— Task to complete —
Nothing after the line containing "x=188, y=296" belongs in the answer; write out exactly every line from the start of the material up to it, including it.

[Start of section]

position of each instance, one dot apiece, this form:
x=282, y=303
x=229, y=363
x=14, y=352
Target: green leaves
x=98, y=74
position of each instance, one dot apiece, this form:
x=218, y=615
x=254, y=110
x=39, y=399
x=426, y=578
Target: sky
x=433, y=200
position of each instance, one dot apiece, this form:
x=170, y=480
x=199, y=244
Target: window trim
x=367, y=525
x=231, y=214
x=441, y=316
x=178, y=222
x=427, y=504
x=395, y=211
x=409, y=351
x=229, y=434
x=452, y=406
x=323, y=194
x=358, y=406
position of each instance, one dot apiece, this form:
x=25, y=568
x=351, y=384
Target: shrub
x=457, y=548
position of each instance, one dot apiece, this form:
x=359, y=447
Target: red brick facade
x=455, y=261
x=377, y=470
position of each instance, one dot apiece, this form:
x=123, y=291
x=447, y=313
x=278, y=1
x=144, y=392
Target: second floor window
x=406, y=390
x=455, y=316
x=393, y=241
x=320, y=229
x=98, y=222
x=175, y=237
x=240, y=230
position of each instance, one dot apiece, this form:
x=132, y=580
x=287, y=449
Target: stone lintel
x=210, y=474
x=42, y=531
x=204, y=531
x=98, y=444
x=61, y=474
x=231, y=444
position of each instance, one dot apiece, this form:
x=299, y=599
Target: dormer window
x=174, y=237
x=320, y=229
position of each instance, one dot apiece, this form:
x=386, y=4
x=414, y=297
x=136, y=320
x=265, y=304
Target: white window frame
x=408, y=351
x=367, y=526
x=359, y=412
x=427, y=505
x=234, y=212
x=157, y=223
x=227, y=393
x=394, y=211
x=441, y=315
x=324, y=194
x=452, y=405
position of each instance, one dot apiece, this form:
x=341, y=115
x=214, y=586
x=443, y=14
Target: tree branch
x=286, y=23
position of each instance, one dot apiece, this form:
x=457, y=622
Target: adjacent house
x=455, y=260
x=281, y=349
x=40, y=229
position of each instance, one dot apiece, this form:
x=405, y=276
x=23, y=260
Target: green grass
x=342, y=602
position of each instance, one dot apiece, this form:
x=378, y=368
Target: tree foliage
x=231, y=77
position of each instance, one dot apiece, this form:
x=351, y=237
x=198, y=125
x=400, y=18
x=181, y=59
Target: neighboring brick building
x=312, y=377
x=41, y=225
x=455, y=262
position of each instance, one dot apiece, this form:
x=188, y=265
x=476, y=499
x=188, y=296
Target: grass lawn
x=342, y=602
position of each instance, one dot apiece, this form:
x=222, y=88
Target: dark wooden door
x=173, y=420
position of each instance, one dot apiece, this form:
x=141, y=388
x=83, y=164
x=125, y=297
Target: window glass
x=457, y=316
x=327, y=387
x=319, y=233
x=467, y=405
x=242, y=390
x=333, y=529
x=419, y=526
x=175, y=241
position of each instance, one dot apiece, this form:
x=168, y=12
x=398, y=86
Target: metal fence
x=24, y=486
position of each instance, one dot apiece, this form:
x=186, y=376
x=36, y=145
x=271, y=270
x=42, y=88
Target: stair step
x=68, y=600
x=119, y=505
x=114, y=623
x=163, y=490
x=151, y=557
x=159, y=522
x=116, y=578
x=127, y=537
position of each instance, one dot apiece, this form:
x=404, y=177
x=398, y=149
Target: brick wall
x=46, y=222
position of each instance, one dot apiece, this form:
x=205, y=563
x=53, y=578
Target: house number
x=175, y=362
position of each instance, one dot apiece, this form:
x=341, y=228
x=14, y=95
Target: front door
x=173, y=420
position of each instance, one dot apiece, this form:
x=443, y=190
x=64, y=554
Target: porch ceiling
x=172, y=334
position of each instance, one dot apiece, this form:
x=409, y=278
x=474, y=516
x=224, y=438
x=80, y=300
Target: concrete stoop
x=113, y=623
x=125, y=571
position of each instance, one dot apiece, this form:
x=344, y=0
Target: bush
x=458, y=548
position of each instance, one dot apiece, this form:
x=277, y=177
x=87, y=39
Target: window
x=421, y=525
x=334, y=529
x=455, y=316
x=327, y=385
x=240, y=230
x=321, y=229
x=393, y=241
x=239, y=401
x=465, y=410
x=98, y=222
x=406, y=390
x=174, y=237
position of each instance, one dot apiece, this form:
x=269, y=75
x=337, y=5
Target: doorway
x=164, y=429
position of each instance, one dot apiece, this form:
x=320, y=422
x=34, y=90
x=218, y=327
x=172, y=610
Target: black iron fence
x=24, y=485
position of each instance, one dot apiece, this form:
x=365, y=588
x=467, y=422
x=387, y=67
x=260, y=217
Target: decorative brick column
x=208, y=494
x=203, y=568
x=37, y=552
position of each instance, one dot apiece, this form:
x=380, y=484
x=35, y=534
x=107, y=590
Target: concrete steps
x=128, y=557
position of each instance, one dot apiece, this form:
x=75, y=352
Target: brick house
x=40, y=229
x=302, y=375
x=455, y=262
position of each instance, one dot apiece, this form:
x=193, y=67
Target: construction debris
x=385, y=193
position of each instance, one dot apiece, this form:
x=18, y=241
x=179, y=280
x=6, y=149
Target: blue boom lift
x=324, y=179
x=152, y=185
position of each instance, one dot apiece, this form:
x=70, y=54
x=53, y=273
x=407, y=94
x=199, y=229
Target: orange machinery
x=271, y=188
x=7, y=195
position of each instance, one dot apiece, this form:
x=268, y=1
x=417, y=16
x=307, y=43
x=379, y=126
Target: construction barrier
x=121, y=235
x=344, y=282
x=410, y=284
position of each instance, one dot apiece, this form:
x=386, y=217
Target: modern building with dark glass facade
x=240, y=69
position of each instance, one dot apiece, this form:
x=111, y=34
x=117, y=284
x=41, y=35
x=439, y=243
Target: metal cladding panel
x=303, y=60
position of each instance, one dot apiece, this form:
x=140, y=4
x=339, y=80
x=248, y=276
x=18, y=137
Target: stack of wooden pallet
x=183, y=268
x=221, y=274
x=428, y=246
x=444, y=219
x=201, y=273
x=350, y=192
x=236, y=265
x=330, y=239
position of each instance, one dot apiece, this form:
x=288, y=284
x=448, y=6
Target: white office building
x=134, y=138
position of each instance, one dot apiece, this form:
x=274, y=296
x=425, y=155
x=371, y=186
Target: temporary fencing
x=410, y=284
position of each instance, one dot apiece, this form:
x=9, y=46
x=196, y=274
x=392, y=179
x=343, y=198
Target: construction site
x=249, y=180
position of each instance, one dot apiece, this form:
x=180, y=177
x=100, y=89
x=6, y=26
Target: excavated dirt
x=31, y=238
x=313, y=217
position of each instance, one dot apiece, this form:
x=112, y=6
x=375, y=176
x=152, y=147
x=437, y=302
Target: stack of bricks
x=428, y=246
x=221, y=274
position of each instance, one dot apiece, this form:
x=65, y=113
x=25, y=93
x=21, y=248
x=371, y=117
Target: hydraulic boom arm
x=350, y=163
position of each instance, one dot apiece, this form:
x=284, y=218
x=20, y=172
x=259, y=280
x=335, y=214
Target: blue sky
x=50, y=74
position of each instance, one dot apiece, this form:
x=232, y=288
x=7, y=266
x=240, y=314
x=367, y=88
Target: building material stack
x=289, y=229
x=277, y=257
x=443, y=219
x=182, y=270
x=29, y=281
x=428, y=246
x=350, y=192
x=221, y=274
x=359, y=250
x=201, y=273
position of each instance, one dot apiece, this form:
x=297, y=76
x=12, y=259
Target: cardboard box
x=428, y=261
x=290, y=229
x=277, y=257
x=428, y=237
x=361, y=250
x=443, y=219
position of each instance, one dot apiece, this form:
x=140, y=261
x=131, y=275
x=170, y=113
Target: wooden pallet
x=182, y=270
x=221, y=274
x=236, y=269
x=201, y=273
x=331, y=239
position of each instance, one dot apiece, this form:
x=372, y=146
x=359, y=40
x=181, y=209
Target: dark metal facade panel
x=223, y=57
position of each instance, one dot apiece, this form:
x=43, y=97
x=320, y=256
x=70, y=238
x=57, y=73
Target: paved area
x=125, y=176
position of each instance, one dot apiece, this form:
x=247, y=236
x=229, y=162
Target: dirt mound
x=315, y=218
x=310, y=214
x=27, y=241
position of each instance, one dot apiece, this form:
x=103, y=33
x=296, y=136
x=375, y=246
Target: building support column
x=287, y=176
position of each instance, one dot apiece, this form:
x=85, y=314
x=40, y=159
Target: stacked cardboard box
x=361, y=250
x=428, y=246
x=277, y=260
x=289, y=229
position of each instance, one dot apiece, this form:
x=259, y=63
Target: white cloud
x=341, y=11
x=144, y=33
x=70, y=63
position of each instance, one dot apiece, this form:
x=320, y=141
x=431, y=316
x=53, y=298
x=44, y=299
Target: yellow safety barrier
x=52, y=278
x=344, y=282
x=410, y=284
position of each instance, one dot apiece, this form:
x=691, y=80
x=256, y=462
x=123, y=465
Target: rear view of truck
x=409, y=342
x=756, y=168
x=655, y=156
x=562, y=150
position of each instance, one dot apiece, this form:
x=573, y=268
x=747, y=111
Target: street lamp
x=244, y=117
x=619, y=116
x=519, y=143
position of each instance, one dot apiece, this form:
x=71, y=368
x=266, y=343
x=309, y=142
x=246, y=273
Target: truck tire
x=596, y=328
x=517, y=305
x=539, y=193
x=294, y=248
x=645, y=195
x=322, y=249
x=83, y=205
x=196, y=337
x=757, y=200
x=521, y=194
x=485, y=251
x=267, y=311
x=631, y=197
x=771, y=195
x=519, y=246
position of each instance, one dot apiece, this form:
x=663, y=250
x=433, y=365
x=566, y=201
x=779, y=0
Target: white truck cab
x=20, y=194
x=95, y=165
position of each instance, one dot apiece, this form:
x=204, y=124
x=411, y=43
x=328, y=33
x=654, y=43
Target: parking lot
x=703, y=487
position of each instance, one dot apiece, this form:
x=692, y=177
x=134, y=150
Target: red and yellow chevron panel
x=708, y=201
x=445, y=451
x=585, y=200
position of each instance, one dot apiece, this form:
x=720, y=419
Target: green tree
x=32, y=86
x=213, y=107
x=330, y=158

[End of section]

— Expected answer —
position of each instance, one dot apiece, this form:
x=282, y=303
x=229, y=363
x=14, y=352
Target: green leaves
x=98, y=74
position of each instance, one dot apiece, this form:
x=218, y=615
x=254, y=110
x=39, y=399
x=426, y=578
Target: sky
x=433, y=200
position of each instance, one dot apiece, this form:
x=170, y=480
x=199, y=244
Target: window trim
x=367, y=525
x=231, y=214
x=441, y=316
x=178, y=222
x=427, y=504
x=395, y=211
x=409, y=351
x=229, y=434
x=452, y=406
x=323, y=194
x=358, y=406
position of each instance, one dot apiece, this form:
x=25, y=568
x=351, y=384
Target: shrub
x=457, y=548
position of each instance, one dot apiece, this form:
x=359, y=447
Target: red brick facade
x=455, y=261
x=377, y=470
position of each instance, one dot apiece, this form:
x=123, y=291
x=447, y=313
x=278, y=1
x=144, y=392
Target: second floor window
x=406, y=390
x=455, y=316
x=393, y=241
x=320, y=229
x=98, y=222
x=175, y=237
x=240, y=230
position of each instance, one dot apiece, this form:
x=132, y=580
x=287, y=449
Target: stone lintel
x=210, y=474
x=42, y=531
x=204, y=531
x=98, y=444
x=61, y=474
x=231, y=444
position of each instance, one dot apiece, this form:
x=299, y=599
Target: dormer window
x=174, y=237
x=320, y=229
position of each instance, one dot apiece, this form:
x=386, y=4
x=414, y=297
x=136, y=320
x=265, y=304
Target: white window frame
x=408, y=351
x=367, y=526
x=359, y=412
x=427, y=505
x=234, y=212
x=157, y=223
x=227, y=393
x=394, y=211
x=441, y=315
x=324, y=194
x=452, y=405
position of each instance, one dot apiece, this form:
x=341, y=115
x=214, y=586
x=443, y=14
Target: tree branch
x=286, y=23
position of each instance, one dot apiece, this form:
x=457, y=622
Target: adjacent house
x=455, y=260
x=281, y=349
x=40, y=229
position of each instance, one dot apiece, this form:
x=405, y=276
x=23, y=260
Target: green grass
x=342, y=602
position of each instance, one dot apiece, this form:
x=378, y=368
Target: tree foliage
x=231, y=77
position of each instance, one dot apiece, this form:
x=351, y=237
x=198, y=125
x=400, y=18
x=181, y=59
Target: neighboring brick building
x=312, y=377
x=41, y=225
x=455, y=262
position of each instance, one dot apiece, this form:
x=188, y=265
x=476, y=499
x=188, y=296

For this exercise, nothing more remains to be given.